◆ **RECORDS TO PROCESS**:
------------------------------------
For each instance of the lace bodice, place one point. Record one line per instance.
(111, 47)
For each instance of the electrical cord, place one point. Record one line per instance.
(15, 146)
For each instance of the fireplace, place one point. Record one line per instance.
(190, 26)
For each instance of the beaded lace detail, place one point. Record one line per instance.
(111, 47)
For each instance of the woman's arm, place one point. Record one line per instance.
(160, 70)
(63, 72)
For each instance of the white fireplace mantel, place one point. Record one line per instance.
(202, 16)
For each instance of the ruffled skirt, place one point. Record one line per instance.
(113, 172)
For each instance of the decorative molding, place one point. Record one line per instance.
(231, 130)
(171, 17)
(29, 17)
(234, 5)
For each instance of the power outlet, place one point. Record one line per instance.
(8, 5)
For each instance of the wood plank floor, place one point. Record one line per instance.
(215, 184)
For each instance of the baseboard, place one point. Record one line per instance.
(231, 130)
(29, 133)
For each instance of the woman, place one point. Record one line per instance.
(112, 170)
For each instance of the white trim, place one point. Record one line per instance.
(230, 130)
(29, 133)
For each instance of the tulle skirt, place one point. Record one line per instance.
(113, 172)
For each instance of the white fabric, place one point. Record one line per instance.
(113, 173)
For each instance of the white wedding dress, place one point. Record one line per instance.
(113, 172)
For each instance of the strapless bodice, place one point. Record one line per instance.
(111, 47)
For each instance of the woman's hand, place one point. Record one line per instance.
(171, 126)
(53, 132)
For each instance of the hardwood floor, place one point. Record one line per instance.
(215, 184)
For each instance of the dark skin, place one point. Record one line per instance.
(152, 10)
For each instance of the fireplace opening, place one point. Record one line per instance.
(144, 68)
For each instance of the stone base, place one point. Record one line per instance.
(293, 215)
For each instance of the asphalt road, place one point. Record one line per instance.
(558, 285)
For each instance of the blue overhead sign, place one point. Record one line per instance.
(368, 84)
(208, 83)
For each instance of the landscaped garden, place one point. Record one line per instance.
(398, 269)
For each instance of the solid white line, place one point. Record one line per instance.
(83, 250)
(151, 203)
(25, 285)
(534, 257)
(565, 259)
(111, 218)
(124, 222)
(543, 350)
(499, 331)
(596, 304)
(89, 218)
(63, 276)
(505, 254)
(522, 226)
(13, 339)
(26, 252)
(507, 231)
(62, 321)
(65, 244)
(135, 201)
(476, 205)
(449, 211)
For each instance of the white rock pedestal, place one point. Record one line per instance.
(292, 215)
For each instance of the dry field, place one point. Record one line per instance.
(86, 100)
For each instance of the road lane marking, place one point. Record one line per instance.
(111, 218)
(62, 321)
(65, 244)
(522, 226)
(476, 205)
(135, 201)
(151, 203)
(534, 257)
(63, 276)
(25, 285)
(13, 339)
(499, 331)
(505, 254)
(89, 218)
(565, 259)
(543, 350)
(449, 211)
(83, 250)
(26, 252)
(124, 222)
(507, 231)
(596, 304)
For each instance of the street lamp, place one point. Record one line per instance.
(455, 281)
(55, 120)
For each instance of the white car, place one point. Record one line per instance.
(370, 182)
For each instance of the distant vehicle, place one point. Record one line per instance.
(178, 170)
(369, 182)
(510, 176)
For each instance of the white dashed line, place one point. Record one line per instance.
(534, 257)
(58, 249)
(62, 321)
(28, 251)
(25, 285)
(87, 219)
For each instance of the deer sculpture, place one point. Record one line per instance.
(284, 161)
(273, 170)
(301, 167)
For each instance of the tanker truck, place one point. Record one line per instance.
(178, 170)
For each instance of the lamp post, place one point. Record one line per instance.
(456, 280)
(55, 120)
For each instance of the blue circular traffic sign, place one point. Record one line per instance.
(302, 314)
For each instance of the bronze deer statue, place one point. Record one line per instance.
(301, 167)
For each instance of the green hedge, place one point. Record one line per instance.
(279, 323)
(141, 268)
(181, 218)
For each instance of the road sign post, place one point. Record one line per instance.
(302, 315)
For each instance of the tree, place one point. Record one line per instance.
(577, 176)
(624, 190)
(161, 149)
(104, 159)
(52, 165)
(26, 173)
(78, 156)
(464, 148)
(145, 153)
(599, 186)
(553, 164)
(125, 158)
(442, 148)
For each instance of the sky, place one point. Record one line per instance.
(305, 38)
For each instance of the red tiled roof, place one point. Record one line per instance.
------------------------------------
Your task is to return all of the material exactly.

◆ **ANSWER TO THE PROBLEM**:
For each instance of the lace bodice, place one point. Record one line per instance.
(111, 47)
For each instance of the electrical cord, place one point. Record one line per instance.
(15, 146)
For each instance of the fireplace, place one point. Record one line per instance.
(190, 26)
For each instance of the beaded lace detail, place one point. Record one line per instance.
(111, 47)
For each instance of the woman's arm, place one point. Record one line per instance.
(160, 70)
(63, 72)
For each instance of the white fireplace mantel, place one point. Record one line per instance.
(202, 16)
For each instance of the ruffled skirt, place one point. Record one line per instance.
(113, 172)
For each instance of the decorative molding, place one point. Record one line per instance.
(231, 130)
(171, 17)
(29, 17)
(234, 5)
For each instance of the power outlet, place one point. Record one line per instance.
(8, 5)
For each instance of the wood plank floor, place one point. Record one line per instance.
(215, 184)
For each instance of the baseboard, place one point. Record one line per instance.
(231, 130)
(29, 133)
For each instance of the woman, place one point. Record one line per instance.
(112, 170)
For each instance of the white trim, place one point. Record one line per instance.
(230, 130)
(29, 133)
For each instance of the tulle skirt, place one point. Record one line per instance.
(113, 172)
For each instance of the white fabric, place one point. Record one line per instance.
(113, 173)
For each instance of the white wedding dress, place one point. Record one line per instance.
(113, 172)
For each instance of the strapless bodice, place one point. Record one line per instance.
(111, 47)
For each instance of the woman's hand, place one point. Record one line per instance.
(171, 126)
(53, 132)
For each instance of the hardwood floor, place one point. Record one line per instance.
(215, 184)
For each instance of the dark skin, place one point. Record one line per instance.
(152, 10)
For each instance of the fireplace opening, place one point. Record one line per instance.
(144, 68)
For each instance of the stone base, place one point. Record one line per instance.
(293, 215)
For each instance of the asphalt road, place one point. Record one line per instance.
(558, 285)
For each instance of the blue overhead sign, place one point. Record one line per instance.
(368, 84)
(208, 83)
For each instance of the landscaped garden, place one point. Record one line per instance.
(398, 269)
For each instance of the solid white line, place one point. Record one line per instance.
(83, 250)
(151, 203)
(25, 285)
(534, 257)
(565, 259)
(111, 218)
(124, 222)
(543, 350)
(499, 331)
(596, 304)
(89, 218)
(63, 276)
(505, 254)
(522, 226)
(13, 339)
(26, 252)
(507, 231)
(62, 321)
(65, 244)
(135, 201)
(476, 205)
(449, 211)
For each instance of the white rock pedestal, place one point. Record one line per instance.
(292, 215)
For each instance of the dry field, place one point. Record one line per instance.
(86, 100)
For each instance of the road lane marking, place one point. Record one line per instance.
(111, 218)
(62, 321)
(65, 244)
(522, 226)
(476, 205)
(135, 201)
(151, 203)
(534, 257)
(63, 276)
(25, 285)
(13, 339)
(499, 331)
(505, 254)
(89, 218)
(565, 259)
(543, 350)
(449, 211)
(83, 250)
(26, 252)
(124, 222)
(507, 231)
(596, 304)
For each instance of the street lamp, place one point. Record one line per instance.
(455, 281)
(55, 120)
For each instance of the white car, place one point. Record one line per instance.
(370, 182)
For each instance of the distant vehicle, place one point. Record one line per instance.
(178, 170)
(369, 182)
(510, 176)
For each instance of the white dashed line, place one point. Record one line per instance.
(534, 257)
(58, 249)
(62, 321)
(28, 251)
(25, 285)
(87, 219)
For each instance of the deer sculpture, place one point. Record one line per instance.
(284, 161)
(273, 170)
(301, 167)
For each instance of the tanker truck, place one point. Record one line per instance.
(178, 170)
For each instance of the lamp post, place one point. Record one line per instance.
(456, 280)
(55, 120)
For each instance of the blue circular traffic sign, place one point. Record one line per instance.
(302, 314)
For each instance of the bronze deer statue, place one point. Record one line per instance.
(301, 167)
For each instance of the green hedge, place one point. Record one line per instance.
(279, 323)
(141, 268)
(181, 218)
For each instance of the road sign post, place one point. Record one line per instance.
(302, 315)
For each instance of the tree, place one point. Record one line per instance.
(577, 176)
(624, 190)
(161, 149)
(104, 159)
(52, 165)
(26, 173)
(78, 156)
(464, 148)
(145, 153)
(599, 186)
(553, 164)
(125, 158)
(442, 148)
For each instance of the sky, place one point. Record one line per instance.
(305, 38)
For each instance of the red tiled roof, place one point. Record one line per instance.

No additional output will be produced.